» WHAT YOU HAVE TO DO:
Rewrite the material from the line containing "spot the black and" through the end, replacing "checkered" with "striped" and leaving everything else unchanged.

» DATA EXTRACT:

— start —

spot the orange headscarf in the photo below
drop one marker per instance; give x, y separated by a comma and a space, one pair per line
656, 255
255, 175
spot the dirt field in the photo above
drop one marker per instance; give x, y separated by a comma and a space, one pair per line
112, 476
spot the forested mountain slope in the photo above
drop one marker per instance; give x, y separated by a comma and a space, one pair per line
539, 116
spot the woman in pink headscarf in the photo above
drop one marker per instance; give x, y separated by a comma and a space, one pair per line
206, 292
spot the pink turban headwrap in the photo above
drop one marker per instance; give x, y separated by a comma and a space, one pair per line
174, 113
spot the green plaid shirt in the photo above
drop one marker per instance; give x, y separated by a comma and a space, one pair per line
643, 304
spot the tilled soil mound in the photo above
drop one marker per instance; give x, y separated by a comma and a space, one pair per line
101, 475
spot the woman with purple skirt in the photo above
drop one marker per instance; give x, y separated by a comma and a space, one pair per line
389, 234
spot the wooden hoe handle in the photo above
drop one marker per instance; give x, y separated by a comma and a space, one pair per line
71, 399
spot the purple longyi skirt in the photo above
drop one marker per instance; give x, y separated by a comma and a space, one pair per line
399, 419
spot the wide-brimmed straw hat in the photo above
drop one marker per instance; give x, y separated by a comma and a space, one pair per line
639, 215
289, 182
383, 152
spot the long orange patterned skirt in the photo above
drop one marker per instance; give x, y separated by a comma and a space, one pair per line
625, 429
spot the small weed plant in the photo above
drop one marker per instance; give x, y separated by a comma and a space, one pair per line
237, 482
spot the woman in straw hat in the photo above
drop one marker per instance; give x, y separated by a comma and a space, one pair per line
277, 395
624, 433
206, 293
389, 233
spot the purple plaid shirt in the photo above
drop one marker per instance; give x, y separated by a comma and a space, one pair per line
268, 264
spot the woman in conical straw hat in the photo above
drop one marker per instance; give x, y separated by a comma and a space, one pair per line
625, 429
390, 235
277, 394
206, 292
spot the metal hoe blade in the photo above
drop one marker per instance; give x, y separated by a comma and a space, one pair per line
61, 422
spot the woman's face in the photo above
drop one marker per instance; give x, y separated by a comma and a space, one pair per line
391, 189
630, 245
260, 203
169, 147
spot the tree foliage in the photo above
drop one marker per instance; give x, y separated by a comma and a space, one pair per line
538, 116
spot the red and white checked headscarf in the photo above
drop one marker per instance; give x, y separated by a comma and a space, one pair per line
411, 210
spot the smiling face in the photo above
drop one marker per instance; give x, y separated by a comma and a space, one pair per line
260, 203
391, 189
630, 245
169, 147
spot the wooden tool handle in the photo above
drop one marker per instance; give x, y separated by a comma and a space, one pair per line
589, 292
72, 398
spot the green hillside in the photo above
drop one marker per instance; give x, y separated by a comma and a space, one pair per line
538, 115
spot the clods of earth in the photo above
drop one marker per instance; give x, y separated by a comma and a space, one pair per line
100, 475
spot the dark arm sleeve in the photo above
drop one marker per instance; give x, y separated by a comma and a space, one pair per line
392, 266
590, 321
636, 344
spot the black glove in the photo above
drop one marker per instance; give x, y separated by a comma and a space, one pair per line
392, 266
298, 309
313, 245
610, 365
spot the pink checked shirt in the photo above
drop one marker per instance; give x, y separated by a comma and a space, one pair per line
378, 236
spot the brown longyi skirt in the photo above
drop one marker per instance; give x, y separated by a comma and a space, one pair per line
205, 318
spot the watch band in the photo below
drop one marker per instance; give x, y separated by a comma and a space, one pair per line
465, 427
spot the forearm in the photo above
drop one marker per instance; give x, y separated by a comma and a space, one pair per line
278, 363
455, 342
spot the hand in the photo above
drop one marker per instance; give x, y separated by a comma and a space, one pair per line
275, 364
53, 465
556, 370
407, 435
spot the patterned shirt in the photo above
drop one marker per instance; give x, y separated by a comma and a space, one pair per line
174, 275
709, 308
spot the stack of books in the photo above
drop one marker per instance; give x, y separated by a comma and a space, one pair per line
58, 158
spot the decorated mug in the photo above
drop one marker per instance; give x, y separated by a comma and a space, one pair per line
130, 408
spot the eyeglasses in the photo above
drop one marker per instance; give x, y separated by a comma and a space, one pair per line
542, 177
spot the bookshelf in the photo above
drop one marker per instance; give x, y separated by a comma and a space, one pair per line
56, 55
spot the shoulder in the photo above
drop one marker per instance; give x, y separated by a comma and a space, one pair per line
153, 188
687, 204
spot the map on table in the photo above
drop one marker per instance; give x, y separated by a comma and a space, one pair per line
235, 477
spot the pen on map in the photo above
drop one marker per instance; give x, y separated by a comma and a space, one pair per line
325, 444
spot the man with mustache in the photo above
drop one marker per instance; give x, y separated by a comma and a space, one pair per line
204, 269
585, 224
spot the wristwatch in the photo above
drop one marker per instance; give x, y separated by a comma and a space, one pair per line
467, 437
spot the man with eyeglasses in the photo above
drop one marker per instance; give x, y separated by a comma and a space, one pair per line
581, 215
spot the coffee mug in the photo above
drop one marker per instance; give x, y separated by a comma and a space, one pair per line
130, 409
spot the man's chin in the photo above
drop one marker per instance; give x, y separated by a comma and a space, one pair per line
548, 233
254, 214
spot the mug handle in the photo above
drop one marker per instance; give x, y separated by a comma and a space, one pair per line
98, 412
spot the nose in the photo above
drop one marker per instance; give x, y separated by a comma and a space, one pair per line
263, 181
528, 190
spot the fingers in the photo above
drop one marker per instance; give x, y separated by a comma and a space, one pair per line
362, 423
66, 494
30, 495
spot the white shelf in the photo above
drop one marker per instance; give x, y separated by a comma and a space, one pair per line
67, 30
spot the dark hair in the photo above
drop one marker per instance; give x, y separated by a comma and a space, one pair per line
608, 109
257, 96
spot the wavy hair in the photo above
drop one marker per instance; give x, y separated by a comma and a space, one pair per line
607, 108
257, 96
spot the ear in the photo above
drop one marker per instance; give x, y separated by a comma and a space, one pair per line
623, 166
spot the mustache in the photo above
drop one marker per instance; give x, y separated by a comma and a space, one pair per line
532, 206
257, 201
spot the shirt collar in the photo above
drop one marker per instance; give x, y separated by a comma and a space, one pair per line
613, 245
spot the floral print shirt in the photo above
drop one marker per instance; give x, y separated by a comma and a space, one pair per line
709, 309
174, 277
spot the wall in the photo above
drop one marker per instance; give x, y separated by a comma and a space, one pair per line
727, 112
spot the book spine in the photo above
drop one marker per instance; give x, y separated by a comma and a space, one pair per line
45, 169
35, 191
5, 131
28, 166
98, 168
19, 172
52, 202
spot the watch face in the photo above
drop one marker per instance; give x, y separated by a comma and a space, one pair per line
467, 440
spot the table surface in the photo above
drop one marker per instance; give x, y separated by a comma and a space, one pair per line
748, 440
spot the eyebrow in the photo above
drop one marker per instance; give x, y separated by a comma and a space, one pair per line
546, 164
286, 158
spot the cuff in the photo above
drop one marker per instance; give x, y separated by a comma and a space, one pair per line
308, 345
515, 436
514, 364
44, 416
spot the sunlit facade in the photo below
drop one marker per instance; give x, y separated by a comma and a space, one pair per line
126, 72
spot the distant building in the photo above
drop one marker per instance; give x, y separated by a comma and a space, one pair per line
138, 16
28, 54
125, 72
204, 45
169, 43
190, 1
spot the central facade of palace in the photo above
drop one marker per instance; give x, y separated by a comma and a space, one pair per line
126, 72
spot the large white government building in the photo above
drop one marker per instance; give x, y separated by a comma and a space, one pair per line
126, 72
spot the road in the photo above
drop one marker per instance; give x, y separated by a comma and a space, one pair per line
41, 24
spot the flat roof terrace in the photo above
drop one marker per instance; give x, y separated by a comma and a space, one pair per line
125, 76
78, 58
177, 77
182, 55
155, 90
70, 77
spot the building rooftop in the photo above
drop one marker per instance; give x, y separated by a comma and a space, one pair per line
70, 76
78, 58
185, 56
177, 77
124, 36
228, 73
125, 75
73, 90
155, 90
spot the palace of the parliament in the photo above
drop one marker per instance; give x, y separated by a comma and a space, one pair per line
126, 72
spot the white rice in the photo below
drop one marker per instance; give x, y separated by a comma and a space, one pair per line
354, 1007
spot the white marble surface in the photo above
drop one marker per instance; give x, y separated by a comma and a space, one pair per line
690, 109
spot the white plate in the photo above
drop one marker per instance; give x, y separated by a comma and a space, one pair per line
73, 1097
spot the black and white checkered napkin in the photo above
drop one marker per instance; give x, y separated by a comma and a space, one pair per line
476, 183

— end —

» RESULT OF THIS TASK:
spot the black and white striped napkin in the photo above
drop one marker per instance; give x, y separated by a comma and a space, one pair per line
476, 183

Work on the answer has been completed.